Work request: In the data below, give the number of lines that contain the word "paved". Nothing else is needed.

Supplied information:
= = =
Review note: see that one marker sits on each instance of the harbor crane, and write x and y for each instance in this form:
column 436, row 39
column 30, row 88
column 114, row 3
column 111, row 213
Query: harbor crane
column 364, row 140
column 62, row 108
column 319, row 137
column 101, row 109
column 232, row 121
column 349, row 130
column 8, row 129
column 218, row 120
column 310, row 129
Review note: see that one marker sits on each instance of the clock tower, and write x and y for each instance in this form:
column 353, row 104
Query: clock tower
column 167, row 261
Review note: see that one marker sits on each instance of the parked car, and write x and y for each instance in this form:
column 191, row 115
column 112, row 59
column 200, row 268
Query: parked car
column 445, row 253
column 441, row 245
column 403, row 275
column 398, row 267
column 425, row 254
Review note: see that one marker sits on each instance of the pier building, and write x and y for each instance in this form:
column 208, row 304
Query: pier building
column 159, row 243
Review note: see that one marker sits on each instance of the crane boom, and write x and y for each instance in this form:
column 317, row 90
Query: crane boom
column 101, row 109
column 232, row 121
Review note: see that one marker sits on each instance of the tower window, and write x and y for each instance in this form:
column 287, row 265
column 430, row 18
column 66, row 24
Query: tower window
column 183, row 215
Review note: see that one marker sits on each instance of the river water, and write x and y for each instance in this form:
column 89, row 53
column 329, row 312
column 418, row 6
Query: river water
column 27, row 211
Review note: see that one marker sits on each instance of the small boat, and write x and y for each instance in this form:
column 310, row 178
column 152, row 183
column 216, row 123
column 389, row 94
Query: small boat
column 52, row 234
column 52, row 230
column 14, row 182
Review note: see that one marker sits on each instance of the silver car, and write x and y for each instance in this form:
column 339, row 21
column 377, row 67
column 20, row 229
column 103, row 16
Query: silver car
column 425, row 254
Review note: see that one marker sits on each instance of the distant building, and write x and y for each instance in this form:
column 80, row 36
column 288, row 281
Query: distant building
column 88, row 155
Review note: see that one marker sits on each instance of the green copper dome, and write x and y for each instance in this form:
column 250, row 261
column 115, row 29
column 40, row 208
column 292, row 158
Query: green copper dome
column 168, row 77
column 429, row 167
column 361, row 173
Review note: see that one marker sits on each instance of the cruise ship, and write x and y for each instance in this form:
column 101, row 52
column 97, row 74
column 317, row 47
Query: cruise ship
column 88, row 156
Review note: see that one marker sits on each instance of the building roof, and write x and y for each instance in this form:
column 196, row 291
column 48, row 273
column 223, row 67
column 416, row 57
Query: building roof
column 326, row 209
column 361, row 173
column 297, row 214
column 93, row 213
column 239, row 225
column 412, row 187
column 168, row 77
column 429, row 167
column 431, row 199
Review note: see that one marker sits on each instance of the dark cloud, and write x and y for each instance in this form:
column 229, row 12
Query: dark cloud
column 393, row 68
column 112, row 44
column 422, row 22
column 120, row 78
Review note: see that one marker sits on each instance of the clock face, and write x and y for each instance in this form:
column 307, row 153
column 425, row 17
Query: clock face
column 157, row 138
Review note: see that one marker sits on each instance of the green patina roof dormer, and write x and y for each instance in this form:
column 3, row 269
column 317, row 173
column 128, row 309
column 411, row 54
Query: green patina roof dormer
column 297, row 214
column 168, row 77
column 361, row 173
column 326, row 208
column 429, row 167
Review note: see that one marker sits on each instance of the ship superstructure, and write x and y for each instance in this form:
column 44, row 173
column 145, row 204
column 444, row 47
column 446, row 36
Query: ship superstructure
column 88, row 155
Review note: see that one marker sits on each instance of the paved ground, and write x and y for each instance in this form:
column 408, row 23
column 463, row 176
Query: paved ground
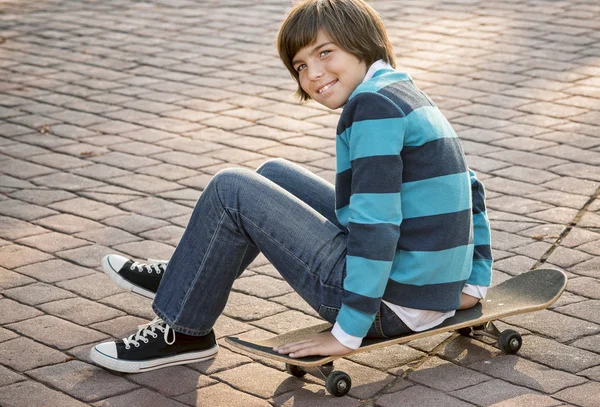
= = =
Response area: 2